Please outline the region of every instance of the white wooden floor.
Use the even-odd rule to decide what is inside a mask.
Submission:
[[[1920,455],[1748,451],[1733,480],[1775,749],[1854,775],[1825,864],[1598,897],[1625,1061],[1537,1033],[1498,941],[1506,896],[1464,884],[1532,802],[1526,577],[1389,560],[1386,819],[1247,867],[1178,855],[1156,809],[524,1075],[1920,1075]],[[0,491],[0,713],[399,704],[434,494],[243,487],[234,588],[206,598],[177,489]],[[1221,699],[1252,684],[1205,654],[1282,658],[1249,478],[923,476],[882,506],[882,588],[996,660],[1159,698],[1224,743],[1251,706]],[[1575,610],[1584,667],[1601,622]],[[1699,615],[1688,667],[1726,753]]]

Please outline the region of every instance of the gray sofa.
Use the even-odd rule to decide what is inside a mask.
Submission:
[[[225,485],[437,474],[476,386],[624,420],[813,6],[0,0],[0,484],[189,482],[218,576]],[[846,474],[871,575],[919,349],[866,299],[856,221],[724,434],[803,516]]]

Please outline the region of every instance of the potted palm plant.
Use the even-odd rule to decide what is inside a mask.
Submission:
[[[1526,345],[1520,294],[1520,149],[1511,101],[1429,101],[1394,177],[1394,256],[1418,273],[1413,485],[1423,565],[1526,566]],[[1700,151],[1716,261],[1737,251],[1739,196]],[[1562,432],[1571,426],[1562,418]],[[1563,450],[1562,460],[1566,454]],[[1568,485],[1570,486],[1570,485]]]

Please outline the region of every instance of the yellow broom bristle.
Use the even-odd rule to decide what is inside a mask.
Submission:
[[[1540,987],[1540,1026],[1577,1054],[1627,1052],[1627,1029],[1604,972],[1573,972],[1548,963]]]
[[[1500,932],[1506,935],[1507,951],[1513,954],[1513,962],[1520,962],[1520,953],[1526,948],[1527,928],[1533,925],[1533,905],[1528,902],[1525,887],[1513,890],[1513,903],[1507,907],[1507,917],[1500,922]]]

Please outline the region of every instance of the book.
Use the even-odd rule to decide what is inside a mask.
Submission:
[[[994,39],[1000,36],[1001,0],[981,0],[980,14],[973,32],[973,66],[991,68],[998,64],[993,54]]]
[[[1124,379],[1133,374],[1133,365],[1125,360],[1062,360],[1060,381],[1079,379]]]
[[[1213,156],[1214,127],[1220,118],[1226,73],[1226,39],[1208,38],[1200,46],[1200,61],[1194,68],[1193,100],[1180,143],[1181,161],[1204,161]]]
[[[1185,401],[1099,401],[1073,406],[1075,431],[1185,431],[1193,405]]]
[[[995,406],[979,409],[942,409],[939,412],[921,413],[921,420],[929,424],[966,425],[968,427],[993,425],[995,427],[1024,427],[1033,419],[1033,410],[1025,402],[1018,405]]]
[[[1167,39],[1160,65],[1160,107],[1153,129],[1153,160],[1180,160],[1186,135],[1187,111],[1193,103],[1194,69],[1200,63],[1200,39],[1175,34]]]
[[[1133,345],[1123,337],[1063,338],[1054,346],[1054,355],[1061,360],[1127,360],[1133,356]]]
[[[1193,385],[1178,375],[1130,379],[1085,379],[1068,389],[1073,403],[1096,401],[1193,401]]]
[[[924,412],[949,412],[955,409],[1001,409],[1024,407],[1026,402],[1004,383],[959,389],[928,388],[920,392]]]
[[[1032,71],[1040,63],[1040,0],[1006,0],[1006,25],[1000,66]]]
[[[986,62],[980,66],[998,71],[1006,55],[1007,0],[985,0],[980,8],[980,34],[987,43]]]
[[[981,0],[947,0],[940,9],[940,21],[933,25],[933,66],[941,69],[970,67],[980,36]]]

**YOUR OBJECTIVE**
Looking at the entries above, count the lines that hold the string "instance" and reply with the count alone.

**WORKED SOLUTION**
5